#### Extracted material:
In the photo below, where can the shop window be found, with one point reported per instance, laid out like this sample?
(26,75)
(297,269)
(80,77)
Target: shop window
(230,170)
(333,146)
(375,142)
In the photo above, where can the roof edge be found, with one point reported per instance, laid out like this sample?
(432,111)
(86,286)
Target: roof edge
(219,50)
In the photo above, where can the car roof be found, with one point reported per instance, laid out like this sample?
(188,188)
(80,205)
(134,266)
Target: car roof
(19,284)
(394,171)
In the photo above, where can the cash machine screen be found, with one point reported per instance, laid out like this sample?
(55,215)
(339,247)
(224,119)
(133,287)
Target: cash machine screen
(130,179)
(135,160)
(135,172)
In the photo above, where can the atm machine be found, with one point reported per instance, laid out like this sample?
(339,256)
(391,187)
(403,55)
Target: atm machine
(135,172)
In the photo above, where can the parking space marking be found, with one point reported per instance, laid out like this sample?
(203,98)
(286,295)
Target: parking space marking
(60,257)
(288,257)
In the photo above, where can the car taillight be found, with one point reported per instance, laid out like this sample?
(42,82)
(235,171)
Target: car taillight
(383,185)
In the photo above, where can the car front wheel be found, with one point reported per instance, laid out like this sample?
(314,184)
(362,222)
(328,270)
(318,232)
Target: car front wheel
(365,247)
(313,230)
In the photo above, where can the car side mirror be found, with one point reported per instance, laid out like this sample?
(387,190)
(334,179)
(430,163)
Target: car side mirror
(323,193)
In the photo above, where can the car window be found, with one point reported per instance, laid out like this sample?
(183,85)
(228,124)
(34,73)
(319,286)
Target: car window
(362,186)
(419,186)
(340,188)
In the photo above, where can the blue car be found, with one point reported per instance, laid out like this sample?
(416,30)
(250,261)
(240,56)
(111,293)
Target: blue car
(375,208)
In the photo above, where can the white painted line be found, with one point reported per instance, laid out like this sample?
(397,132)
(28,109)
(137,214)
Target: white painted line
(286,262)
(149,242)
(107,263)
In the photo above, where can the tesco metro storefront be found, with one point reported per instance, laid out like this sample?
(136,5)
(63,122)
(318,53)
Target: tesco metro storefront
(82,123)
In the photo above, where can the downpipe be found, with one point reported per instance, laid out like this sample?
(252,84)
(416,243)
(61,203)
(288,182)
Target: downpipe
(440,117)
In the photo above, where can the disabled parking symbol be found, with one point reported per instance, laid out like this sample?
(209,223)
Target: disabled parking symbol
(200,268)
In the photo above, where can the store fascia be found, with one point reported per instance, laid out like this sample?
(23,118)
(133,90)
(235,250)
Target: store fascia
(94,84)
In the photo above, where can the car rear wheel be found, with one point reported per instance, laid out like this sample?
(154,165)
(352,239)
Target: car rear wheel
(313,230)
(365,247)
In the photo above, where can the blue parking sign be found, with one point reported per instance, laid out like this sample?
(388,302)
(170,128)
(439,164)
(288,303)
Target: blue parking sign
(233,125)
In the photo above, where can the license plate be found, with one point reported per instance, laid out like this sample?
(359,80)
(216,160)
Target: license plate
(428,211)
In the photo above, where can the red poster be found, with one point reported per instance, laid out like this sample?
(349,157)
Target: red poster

#### Task details:
Copy every line of the data above exactly.

#### Result:
In the photo below, where can the shop window be found, with one point reported per instance, laid out like this sample?
(26,75)
(297,269)
(80,77)
Target: shop window
(230,170)
(333,146)
(375,142)
In the photo above, where can the roof edge be found, with one point reported per instance, laid out like this sample?
(432,111)
(86,286)
Target: roof edge
(219,50)
In the photo above, where can the car roof be found, with one point reported per instance, laid out like this sample?
(188,188)
(80,205)
(134,266)
Target: car roof
(19,284)
(394,171)
In the photo above, where can the cash machine screen be found, with one point reported per instance, laid out like this sample?
(55,215)
(339,247)
(224,119)
(133,287)
Target: cash machine screen
(130,179)
(135,160)
(135,172)
In the photo above, where can the atm machine be found, with one point reported per instance, laid out like this sample?
(339,256)
(391,187)
(403,55)
Target: atm machine
(135,172)
In the photo above, where can the parking space marking be found, with one point reported per instance, laid out like this sample?
(203,98)
(286,295)
Target: parking space marking
(60,257)
(288,257)
In the photo above, where can the car taillight be found, with one point reported per instance, laid out like this sample?
(42,82)
(235,171)
Target: car taillight
(383,185)
In the photo above, where can the car front wheel be found, with one point reported per instance, laid out like this sample?
(314,184)
(362,222)
(328,270)
(318,232)
Target: car front wheel
(365,247)
(313,230)
In the photo above, where can the car side mirror be found, with one point reported per instance, laid out like this sample?
(387,190)
(334,179)
(430,163)
Target: car side mirror
(323,193)
In the photo above, where can the car window be found, with one point reported per instance, laid out like this sample?
(183,85)
(228,124)
(34,73)
(319,286)
Target: car window
(362,186)
(419,186)
(340,188)
In the photo above, where can the blue car be found, with one point reported per instance, laid out like this sample?
(416,30)
(250,261)
(240,56)
(111,293)
Target: blue car
(375,208)
In the photo above, where can the white painted line be found, with one point reported per instance, laid out like this sample?
(397,132)
(28,109)
(137,214)
Target: white painted line
(286,262)
(149,242)
(107,263)
In the photo above, where can the tesco metro storefront be found, with one point reported per instance, laid out like this sample?
(136,5)
(63,122)
(318,53)
Target: tesco metro storefront
(82,123)
In the photo above, where can the downpipe be found, with one point reported per instance, laid out like this sample?
(252,84)
(416,243)
(61,203)
(288,182)
Target: downpipe
(440,117)
In the photo above, where can the disabled parking symbol be found, with one point reported per instance, laid out like this sample?
(209,223)
Target: disabled parking symbol
(200,268)
In the photo above, where can the store fascia be found, with one point reported per instance, laid out like this sample?
(23,118)
(133,90)
(235,250)
Target: store fascia
(94,84)
In the photo above, where can the car rear wheel be found, with one point reported per instance, laid out like this sample?
(154,165)
(352,239)
Target: car rear wheel
(313,230)
(365,247)
In the photo above, where can the blue parking sign be found, with one point reported per instance, laid out like this sample?
(388,302)
(170,128)
(439,164)
(288,303)
Target: blue parking sign
(233,125)
In the photo above, where can the license plate be found, with one point reported per instance, laid out like this sample?
(359,80)
(216,160)
Target: license plate
(428,211)
In the photo above, where can the red poster be found, with one point reported per instance, laid out like this sample?
(349,157)
Target: red poster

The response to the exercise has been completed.